▶ [练习任务]
1 – 请将文档摘录中以“当前 ubuntu20.04 兼容性最好”开头的段落改写得更简短，保留其主要事实。
2 – 判断下列说法是否与文档摘录一致，逐条回答“是”或“否”，并原样引用文中起决定作用的字句：
(a) dockerfile 中的每一条指令都对应 Docker 镜像中的一层。
(b) Ubuntu22.04 配套的 python 版本是 python3.8。
(c) 平台允许用户在 dockerfile 中自行输入 EXPOSE 指令。
3 – 按照文档摘录，基础镜像的操作系统建议使用哪个版本？

▶ [文档摘录]
^^^^

编写dockerfile

更新时间：

dockerfile 文件用于自定义构建镜像，文件中由多条指令构成，每一条指令都会对应于Docker镜像中的一层，其原理为镜像分层。

# 限制条件

基础镜像操作系统建议为 Ubuntu20.04。
当前 ubuntu20.04 兼容性最好，大部分软件稳定版都可在 ubuntu20.04 上稳定安装。 ubuntu22.04 其兼容性最不好，常出现无法安装或兼容性问题。
python 版本选择需依据操作系统版本，否则用该镜像初始化开发环境可能会遗漏部分功能。
- Ubuntu18.04 配套 python3.6
- Ubuntu20.04 配套 python3.8
- Ubuntu22.04 配套 python3.10

# 常用指令

在平台中写 dockerfile，通常需关注如下指令：

注意：平台中的 dockerfile 不允许用户自己输入 FROM、EXPOSE、CMD、ENTRYPOINT 指令，以下指令介绍仅供您了解 dockerfile。

^^^^

▶ [所给材料]
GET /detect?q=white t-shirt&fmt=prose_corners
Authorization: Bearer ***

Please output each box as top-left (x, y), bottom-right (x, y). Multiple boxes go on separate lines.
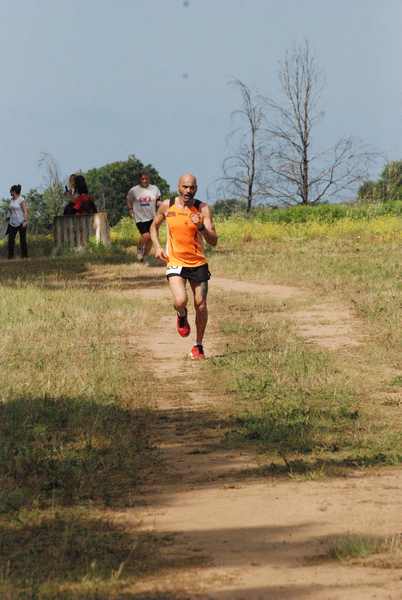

^^^^

▶ [任务答案]
1 – ubuntu20.04 兼容性最好，大部分软件稳定版都能在上面稳定安装；ubuntu22.04 兼容性最差，常出现无法安装或兼容性问题。

2 –
(a) 是：“每一条指令都会对应于Docker镜像中的一层”
(b) 否：“Ubuntu22.04 配套 python3.10”
(c) 否：“平台中的 dockerfile 不允许用户自己输入 FROM、EXPOSE、CMD、ENTRYPOINT 指令”

3 – Ubuntu20.04。